TASK 1: Please print the passage of the article on the South Fulton shooting that begins with the words containing "SOUTH FULTON, Ga." and ends with "Atlanta’s newer cities.".
TASK 2: Summarize the article on the South Fulton shooting in two sentences.
TASK 3: According to the article on the South Fulton shooting, what vehicle did officers tow away from the scene?

SOURCE TEXT:
⁂

Two Teens Gunned Down in South Fulton Subdivision

The victims were identified Wednesday as 16-year-old Jamauri Smarr and 14-year-old Jeremiah Carter.

SOUTH FULTON, Ga. — South Fulton police were searching Wednesday for the gunman who killed two teenagers the night before in the Cooks Landing subdivision, where officers found the boys shot outside a home near the 4200 block of Fortune Point.

The case drew fast attention because of the victims’ ages, the neighborhood setting and the lack of an immediate arrest. Police said the shooting happened around 8:30 p.m. Tuesday and sent both teens to a hospital, where they later died. By Wednesday morning, the Fulton County Medical Examiner’s Office had identified them as Jamauri Smarr, 16, and Jeremiah Carter, 14. Investigators had not announced a motive, named a suspect or said what led to the gunfire, leaving the killings as a fresh and still largely unexplained double homicide in one of metro Atlanta’s newer cities.

Police first responded Tuesday night to reports of a shooting in the subdivision, a residential area of single-family homes and short neighborhood streets on the city’s southwest side. When officers arrived, they found two teenage boys with gunshot wounds outside a house, according to statements released by law enforcement and television coverage from the scene. Medics took both to a nearby hospital. Early reports described one victim as being in critical condition, but police later confirmed that both boys had died. The timeline hardened by daylight Wednesday, when investigators were still working to determine exactly what happened in the minutes before the shots were fired. Officials did not say whether the teens were visiting the home, lived nearby or had arrived with other people. They also did not say whether the shooter approached on foot, came by car or fled before officers reached Fortune Point.

By sunrise, the case had moved from a breaking-news shooting to a full homicide investigation with many of its central facts still withheld or unknown. South Fulton police said the suspect remained on the run. Officers at the scene towed away a white sedan, but authorities did not publicly explain who owned the car or what investigators hoped it might show. No weapon had been described publicly, and police did not say how many times either teen was shot. They also did not release a suspect description Wednesday, a sign either that detectives were still sorting through witness statements and evidence or that they were protecting details they believed could matter later. Mayor Carmalitha Gumbs addressed the city in a written statement, saying, “My heart goes out to the families of these young victims and the entire community as we grapple with this devastating loss.” She added that city leaders were in contact with police command staff and public safety officials as the investigation continued.

The location gave the killings added force. This was not a shooting outside a club district, shopping area or major intersection, but in a subdivision where the visual markers are driveways, mailboxes and parked cars. That contrast helped explain the wider reaction Wednesday as city officials tried to balance grief with public reassurance. Gumbs said South Fulton remains one of the safest cities in Georgia, even as she acknowledged the pain of the moment. The deaths of two boys, ages 16 and 14, also sharpened the sense of loss around the case. Their names became public only hours after the shooting, turning the story from a nighttime alert into a far more personal account of two young lives cut short. As residents woke to police lights, taped-off pavement and the news that both victims had died, the unanswered questions became part of the impact: who wanted them dead, whether they were targeted and what danger, if any, remained for others in the neighborhood.

⁂

AVAILABLE DATA:
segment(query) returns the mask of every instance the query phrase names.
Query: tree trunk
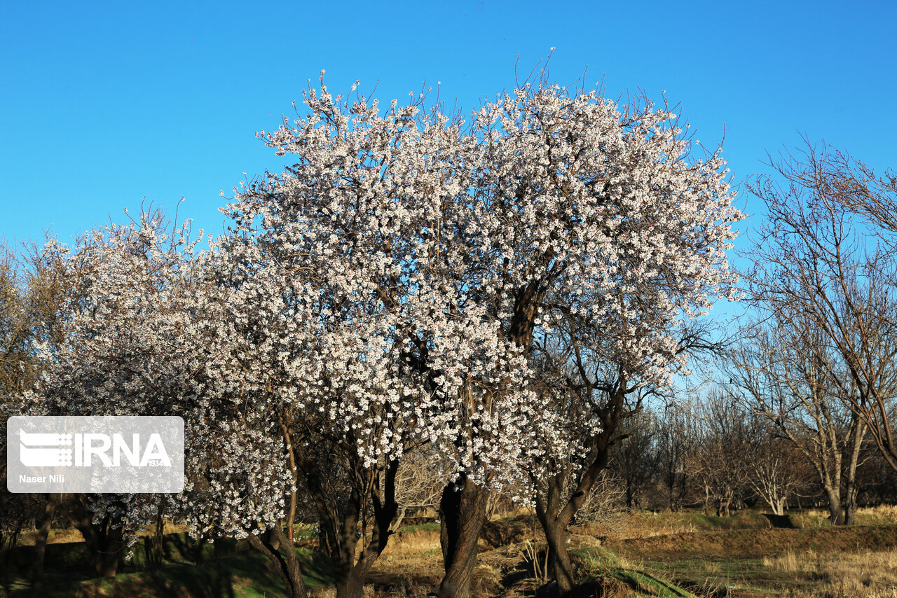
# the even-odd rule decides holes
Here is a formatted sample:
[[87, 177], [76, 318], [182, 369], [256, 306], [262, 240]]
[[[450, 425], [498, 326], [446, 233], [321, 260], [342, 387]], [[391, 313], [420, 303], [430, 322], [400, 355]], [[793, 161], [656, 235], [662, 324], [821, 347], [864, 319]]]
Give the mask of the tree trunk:
[[38, 525], [38, 535], [34, 538], [34, 560], [31, 563], [31, 587], [39, 588], [43, 582], [44, 559], [47, 554], [47, 539], [49, 536], [50, 525], [59, 505], [58, 494], [48, 494], [44, 502], [44, 511], [40, 515]]
[[287, 540], [279, 525], [264, 536], [250, 533], [247, 539], [249, 545], [264, 554], [277, 569], [288, 598], [305, 598], [308, 595], [305, 579], [296, 558], [296, 547]]
[[829, 519], [832, 525], [844, 524], [844, 512], [841, 509], [840, 491], [838, 488], [826, 488], [825, 496], [829, 499]]
[[573, 591], [574, 584], [573, 565], [567, 550], [566, 526], [562, 528], [556, 519], [549, 517], [543, 522], [543, 530], [548, 542], [548, 561], [558, 585], [558, 594], [566, 596]]
[[857, 466], [859, 464], [859, 454], [863, 449], [863, 439], [866, 438], [866, 425], [853, 416], [850, 430], [850, 454], [844, 472], [844, 524], [853, 525], [857, 520], [857, 495], [859, 494], [859, 485], [857, 483]]
[[465, 474], [442, 490], [440, 501], [440, 540], [446, 574], [440, 595], [470, 598], [476, 567], [476, 549], [485, 522], [489, 490], [475, 485]]
[[75, 498], [69, 512], [72, 524], [84, 537], [97, 575], [112, 577], [125, 563], [123, 522], [107, 515], [94, 523], [93, 515], [79, 498]]

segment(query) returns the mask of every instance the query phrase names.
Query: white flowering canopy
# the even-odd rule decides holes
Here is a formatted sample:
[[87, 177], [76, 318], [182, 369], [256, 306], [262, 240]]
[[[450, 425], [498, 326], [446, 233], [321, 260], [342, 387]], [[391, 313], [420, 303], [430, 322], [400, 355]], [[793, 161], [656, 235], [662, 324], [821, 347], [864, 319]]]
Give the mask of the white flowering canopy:
[[668, 111], [545, 82], [468, 126], [323, 82], [305, 108], [260, 134], [297, 161], [235, 189], [222, 254], [255, 331], [243, 371], [369, 463], [424, 438], [509, 481], [553, 426], [529, 384], [534, 331], [572, 316], [655, 383], [683, 364], [675, 323], [729, 292], [724, 162], [689, 162]]

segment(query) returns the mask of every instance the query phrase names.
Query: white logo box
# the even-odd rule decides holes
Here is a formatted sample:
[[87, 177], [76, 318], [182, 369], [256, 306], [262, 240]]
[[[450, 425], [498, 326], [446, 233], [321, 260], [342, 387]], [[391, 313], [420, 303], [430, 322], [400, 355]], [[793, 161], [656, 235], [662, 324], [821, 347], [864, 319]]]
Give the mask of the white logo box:
[[180, 492], [178, 416], [14, 416], [6, 421], [10, 492]]

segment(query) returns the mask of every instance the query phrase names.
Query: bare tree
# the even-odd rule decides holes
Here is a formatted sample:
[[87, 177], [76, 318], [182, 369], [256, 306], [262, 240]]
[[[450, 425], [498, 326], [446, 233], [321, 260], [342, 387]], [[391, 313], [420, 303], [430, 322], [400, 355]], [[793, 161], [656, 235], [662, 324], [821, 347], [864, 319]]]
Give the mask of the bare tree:
[[769, 216], [751, 254], [749, 299], [797, 336], [808, 390], [841, 401], [858, 419], [850, 433], [867, 429], [897, 470], [894, 178], [875, 178], [849, 154], [810, 143], [772, 166], [776, 178], [750, 187]]
[[832, 382], [839, 371], [849, 377], [822, 342], [812, 321], [774, 314], [732, 351], [729, 377], [746, 404], [812, 465], [832, 522], [851, 524], [866, 425], [845, 406], [850, 399], [840, 393], [849, 389]]

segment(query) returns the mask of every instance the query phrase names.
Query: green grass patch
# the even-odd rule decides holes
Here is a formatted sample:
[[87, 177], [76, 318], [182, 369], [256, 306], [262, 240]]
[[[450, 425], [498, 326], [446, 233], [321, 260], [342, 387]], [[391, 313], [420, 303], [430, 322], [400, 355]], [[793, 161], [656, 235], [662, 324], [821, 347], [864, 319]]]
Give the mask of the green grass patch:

⁂

PROBLEM SOLUTION 1:
SOUTH FULTON, Ga. — South Fulton police were searching Wednesday for the gunman who killed two teenagers the night before in the Cooks Landing subdivision, where officers found the boys shot outside a home near the 4200 block of Fortune Point.

The case drew fast attention because of the victims’ ages, the neighborhood setting and the lack of an immediate arrest. Police said the shooting happened around 8:30 p.m. Tuesday and sent both teens to a hospital, where they later died. By Wednesday morning, the Fulton County Medical Examiner’s Office had identified them as Jamauri Smarr, 16, and Jeremiah Carter, 14. Investigators had not announced a motive, named a suspect or said what led to the gunfire, leaving the killings as a fresh and still largely unexplained double homicide in one of metro Atlanta’s newer cities.

PROBLEM SOLUTION 2: Two teenagers, 16-year-old Jamauri Smarr and 14-year-old Jeremiah Carter, were shot around 8:30 p.m. Tuesday outside a home in South Fulton's Cooks Landing subdivision and later died at a hospital. Police said the suspect remained on the run and had not announced a motive or released a suspect description, while Mayor Carmalitha Gumbs offered her sympathy to the victims' families and the community.

PROBLEM SOLUTION 3: A white sedan.